*AIM OF THE TASK*:
Reproduce verbatim the lines starting with the one that contains "Trace the outline of every instance of the orange" and continuing through the last line of the rows below, both ends included.

** begin EXCERPTED RECORDS **

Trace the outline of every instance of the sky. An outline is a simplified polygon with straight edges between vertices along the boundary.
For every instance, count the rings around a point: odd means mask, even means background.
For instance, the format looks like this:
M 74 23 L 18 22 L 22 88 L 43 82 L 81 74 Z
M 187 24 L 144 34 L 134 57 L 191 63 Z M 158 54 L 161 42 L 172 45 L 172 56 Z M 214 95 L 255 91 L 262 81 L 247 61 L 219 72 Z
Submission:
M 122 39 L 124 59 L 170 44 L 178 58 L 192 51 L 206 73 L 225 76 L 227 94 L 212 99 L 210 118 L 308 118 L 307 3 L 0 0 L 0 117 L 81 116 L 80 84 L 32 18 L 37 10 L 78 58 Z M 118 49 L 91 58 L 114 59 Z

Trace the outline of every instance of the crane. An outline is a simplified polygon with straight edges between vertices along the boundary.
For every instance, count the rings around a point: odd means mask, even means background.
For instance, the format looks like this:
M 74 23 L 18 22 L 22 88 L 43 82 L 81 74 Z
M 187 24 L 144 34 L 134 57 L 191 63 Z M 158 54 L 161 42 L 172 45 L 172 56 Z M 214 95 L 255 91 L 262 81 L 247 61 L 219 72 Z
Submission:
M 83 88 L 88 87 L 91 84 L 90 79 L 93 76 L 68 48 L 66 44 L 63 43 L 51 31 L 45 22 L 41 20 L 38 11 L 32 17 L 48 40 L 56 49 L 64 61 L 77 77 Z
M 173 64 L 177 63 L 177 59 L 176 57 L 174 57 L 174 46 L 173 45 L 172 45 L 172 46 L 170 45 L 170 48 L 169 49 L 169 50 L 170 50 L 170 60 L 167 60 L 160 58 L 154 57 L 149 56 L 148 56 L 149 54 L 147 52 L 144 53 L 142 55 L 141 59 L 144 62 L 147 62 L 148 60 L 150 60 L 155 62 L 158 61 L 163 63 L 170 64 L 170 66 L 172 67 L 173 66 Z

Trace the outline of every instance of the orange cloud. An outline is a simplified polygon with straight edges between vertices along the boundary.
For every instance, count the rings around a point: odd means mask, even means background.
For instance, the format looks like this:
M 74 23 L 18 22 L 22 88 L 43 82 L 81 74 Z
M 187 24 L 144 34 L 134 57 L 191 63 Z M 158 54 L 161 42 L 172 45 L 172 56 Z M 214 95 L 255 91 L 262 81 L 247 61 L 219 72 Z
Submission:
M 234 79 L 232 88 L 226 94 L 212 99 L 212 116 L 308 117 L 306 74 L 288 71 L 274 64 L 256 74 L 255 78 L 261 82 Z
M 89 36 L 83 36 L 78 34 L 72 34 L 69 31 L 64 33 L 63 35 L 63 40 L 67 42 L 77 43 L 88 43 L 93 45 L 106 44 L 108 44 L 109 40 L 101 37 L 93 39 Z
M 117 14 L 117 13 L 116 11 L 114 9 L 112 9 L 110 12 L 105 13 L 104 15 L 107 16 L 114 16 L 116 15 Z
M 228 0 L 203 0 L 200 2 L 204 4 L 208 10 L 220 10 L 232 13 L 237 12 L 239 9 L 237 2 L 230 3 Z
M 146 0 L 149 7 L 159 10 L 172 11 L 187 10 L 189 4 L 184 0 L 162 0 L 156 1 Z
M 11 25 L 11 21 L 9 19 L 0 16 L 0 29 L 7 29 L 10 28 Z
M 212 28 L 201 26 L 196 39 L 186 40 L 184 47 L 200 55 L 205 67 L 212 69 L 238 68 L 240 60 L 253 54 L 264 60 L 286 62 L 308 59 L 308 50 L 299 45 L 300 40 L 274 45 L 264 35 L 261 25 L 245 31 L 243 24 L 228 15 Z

** end EXCERPTED RECORDS **

*ANSWER*:
Trace the outline of every instance of the orange cloud. An outline is a simplified polygon with straight edges between vertices along the boundary.
For every instance, count the rings around a point: odd means mask, even means background.
For instance, the format looks like this:
M 74 23 L 18 22 L 22 88 L 43 82 L 81 74 Z
M 187 24 L 144 34 L 134 57 L 191 63 Z M 158 54 L 161 42 L 172 45 L 172 56 Z M 214 95 L 255 91 L 262 81 L 247 61 L 219 72 Z
Submission:
M 234 79 L 232 88 L 226 94 L 212 99 L 212 116 L 308 117 L 306 74 L 288 71 L 274 64 L 256 74 L 255 78 L 261 82 Z
M 89 36 L 83 36 L 78 34 L 72 34 L 69 31 L 64 33 L 63 35 L 63 40 L 67 42 L 77 43 L 88 43 L 93 45 L 106 44 L 108 44 L 109 40 L 101 37 L 93 39 Z
M 117 14 L 117 13 L 116 11 L 114 9 L 112 9 L 110 12 L 105 13 L 104 15 L 107 16 L 114 16 L 116 15 Z
M 228 0 L 203 0 L 200 2 L 204 4 L 208 10 L 220 10 L 232 13 L 237 12 L 239 9 L 237 2 L 230 3 Z
M 146 0 L 149 7 L 159 10 L 172 11 L 187 10 L 189 4 L 184 0 L 162 0 L 156 1 Z
M 11 25 L 11 21 L 9 19 L 0 16 L 0 29 L 7 29 L 10 28 Z
M 212 28 L 201 26 L 196 39 L 186 40 L 184 47 L 200 55 L 205 67 L 212 69 L 238 68 L 240 60 L 253 54 L 264 60 L 286 62 L 308 59 L 308 50 L 299 45 L 300 40 L 274 45 L 264 35 L 261 25 L 245 31 L 243 24 L 228 15 Z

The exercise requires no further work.